▶ PASSAGE
You all know that iron is an essential nutrient in our body, it is also the most common nutritional deficiency in the United States. Iron is a very important part of your red blood cells. It carries oxygenated blood throughout your body and without it you cannot make enough healthy red blood cells so your body becomes starved of oxygen – you become tired all the time, your skin, hair, and nails become lackluster. But you probably already know this.
What you may not know is that our bodies have been fighting a 40 million year evolutionary tug of war with iron against infectious bacteria. Our bodies want to keep it and the bad bacteria want to take it away. Amazingly this “tug of war” is a major component in our survival as a species.
When we come in contact with an invading bacteria our defense system goes into effect. Downstream, one of these mechanisms, called nutritional immunity goes into motion by hiding circulating iron and starves the invading bacteria from the iron it also needs to survive. Transferrin is the protein that carries the iron in the blood safely away.
There are some clever pathogens though such as meningitis, gonorrhea, and sepsis that have developed their own weapon for survival called transferrin binding protein. TbpA grabs onto the transferrin and steals its iron.
Studying these natural defense mechanisms that have evolved over millenia could help combat antibiotic-resistant bacteria and new diseases by determining what has worked, and apply them in new situations.

▶ ENTRIES SUPPLIED
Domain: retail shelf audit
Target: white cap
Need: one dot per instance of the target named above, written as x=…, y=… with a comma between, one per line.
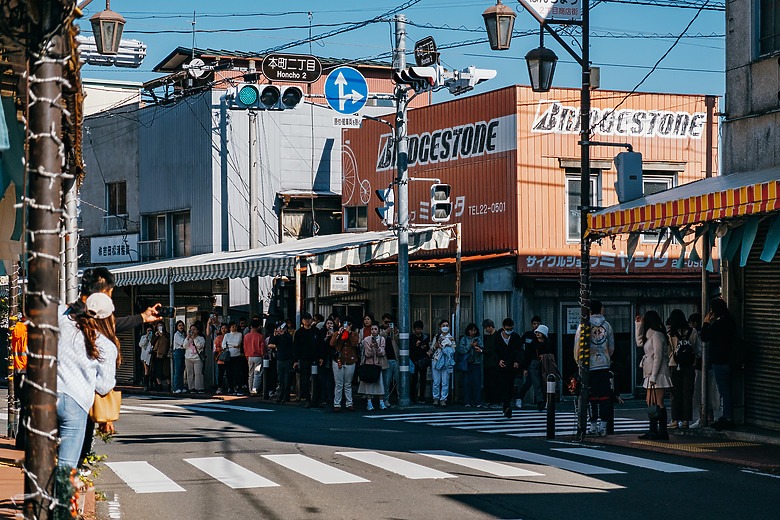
x=100, y=305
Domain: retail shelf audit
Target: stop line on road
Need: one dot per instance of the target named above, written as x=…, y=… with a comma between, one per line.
x=144, y=478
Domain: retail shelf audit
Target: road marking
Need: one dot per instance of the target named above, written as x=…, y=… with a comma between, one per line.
x=230, y=473
x=486, y=466
x=577, y=467
x=314, y=469
x=630, y=460
x=142, y=477
x=395, y=465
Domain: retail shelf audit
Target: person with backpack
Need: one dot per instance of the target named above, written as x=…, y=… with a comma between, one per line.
x=682, y=358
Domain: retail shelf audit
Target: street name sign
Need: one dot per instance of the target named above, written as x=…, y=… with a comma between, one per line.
x=295, y=68
x=346, y=90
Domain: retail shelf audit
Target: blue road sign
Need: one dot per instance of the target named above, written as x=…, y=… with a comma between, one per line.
x=346, y=90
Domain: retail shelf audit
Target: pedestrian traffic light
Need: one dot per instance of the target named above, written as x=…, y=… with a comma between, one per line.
x=386, y=212
x=469, y=78
x=263, y=97
x=441, y=207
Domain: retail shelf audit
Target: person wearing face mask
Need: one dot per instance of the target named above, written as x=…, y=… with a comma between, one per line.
x=443, y=354
x=509, y=348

▶ USING THE INFORMATION
1 > Answer from the passage on iron:
(a) Which protein carries iron in the blood?
(b) How many years has the evolutionary tug of war over iron lasted?
(c) Which pathogens are named as having developed transferrin binding protein?
2 > For each statement, answer yes or no according to the passage on iron, and quote the words that decide it.
(a) Iron deficiency is the most common nutritional deficiency in the United States.
(b) Nutritional immunity fights bacteria by adding extra iron to the blood.
(c) TbpA takes iron away from transferrin.

▶ TASK SOLUTIONS
1 >
(a) Transferrin
(b) 40 million years
(c) Meningitis, gonorrhea, and sepsis

2 >
(a) Yes: "it is also the most common nutritional deficiency in the United States"
(b) No: "hiding circulating iron and starves the invading bacteria from the iron it also needs to survive"
(c) Yes: "TbpA grabs onto the transferrin and steals its iron."